TASK OBJECTIVE: The expected output is each entry, given again exactly.

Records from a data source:
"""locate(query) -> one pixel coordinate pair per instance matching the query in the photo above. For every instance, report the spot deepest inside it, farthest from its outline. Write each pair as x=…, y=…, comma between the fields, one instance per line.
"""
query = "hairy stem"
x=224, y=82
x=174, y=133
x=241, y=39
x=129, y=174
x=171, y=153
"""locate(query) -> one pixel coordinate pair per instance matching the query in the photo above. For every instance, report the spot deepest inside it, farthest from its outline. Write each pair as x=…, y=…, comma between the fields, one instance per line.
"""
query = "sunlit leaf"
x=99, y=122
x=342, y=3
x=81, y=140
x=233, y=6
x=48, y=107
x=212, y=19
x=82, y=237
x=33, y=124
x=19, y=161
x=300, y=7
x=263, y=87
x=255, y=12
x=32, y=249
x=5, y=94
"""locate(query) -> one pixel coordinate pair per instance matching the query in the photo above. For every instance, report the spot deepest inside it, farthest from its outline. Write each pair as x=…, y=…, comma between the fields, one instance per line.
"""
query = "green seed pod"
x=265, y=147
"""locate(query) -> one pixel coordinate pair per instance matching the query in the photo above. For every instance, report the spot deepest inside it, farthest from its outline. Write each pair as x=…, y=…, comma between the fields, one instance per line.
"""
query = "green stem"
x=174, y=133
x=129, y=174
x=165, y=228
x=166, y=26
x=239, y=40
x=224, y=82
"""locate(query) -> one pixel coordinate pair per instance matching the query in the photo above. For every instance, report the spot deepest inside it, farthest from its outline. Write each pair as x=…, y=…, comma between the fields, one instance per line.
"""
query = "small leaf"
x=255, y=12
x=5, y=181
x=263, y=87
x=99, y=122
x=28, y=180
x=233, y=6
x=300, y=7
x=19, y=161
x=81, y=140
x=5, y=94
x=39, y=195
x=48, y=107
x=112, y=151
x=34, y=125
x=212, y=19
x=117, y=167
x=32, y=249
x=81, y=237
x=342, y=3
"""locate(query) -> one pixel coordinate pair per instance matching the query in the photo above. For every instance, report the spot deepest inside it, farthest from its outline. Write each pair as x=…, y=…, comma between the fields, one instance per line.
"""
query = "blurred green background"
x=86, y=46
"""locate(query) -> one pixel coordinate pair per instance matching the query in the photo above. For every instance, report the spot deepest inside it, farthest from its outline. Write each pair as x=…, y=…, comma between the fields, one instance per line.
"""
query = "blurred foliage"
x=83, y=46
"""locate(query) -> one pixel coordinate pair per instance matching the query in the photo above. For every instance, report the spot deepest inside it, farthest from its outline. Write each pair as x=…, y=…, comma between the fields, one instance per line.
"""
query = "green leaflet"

REPLY:
"""locate(query) -> one pixel coordinate pair per instance matching the query in the photo above. For every instance, report the spot deepest inside it, farthest from its outline. Write each pair as x=…, y=…, comma between the fields, one instance per line.
"""
query = "hairy stem"
x=224, y=82
x=174, y=133
x=241, y=39
x=129, y=174
x=171, y=153
"""locate(query) -> one pixel coordinate pair per instance matching the query in the photo above. For every instance, report the spot deepest inside it, farthest from its outline. Write each pair as x=…, y=…, comma between the fields, one instance per line.
"""
query = "sunlit leaf"
x=99, y=122
x=342, y=3
x=81, y=140
x=233, y=6
x=48, y=107
x=212, y=19
x=82, y=237
x=33, y=124
x=19, y=161
x=300, y=7
x=263, y=87
x=255, y=12
x=32, y=249
x=5, y=94
"""locate(query) -> one pixel coordinate pair per instance matching the query in the photo above. For every instance, report the spot deepest inside it, farthest from its outline. Write each pair as x=…, y=…, comma between the fields, one instance per line.
"""
query = "green seed pod"
x=265, y=147
"""locate(query) -> one pixel coordinate pair per instance matching the query in the photo above. For every instance, report the spot deepest inside it, farthest from its outline. Write each pair as x=…, y=…, comma between the fields, one instance per line.
"""
query = "green stem"
x=174, y=133
x=129, y=174
x=165, y=228
x=166, y=26
x=239, y=40
x=224, y=82
"""locate(query) -> one pixel coordinate pair per instance matching the query in the photo above. For every instance, report the spot deepest inside it, farthest from its outline. Write each pair as x=…, y=…, comma between the fields, one instance per line.
"""
query = "small leaf"
x=255, y=12
x=5, y=181
x=263, y=87
x=99, y=122
x=28, y=180
x=233, y=6
x=300, y=7
x=19, y=161
x=81, y=140
x=5, y=94
x=39, y=195
x=48, y=107
x=112, y=151
x=34, y=125
x=212, y=19
x=117, y=167
x=32, y=249
x=81, y=237
x=342, y=3
"""locate(query) -> one pixel coordinate pair per instance matching the query in the photo above. For every instance, report the spot deepest inside it, farthest from its outline. Write each pair as x=…, y=…, comma between the fields, one instance per line.
"""
query = "blurred green background"
x=86, y=46
"""locate(query) -> one pixel coordinate pair per instance matching the query in the photo above. For every instance, report the spot deepest inside it, farthest from its outline. Write each pair as x=…, y=…, comma between the fields, one instance per line.
"""
query = "blurred foliage"
x=83, y=46
"""locate(query) -> one pixel coordinate pair per instance matching the query in the photo above. For every instance, report the spot deepest inside it, farthest from its outline. Write each pair as x=…, y=…, comma between the fields, one instance per line.
"""
query = "green leaflet"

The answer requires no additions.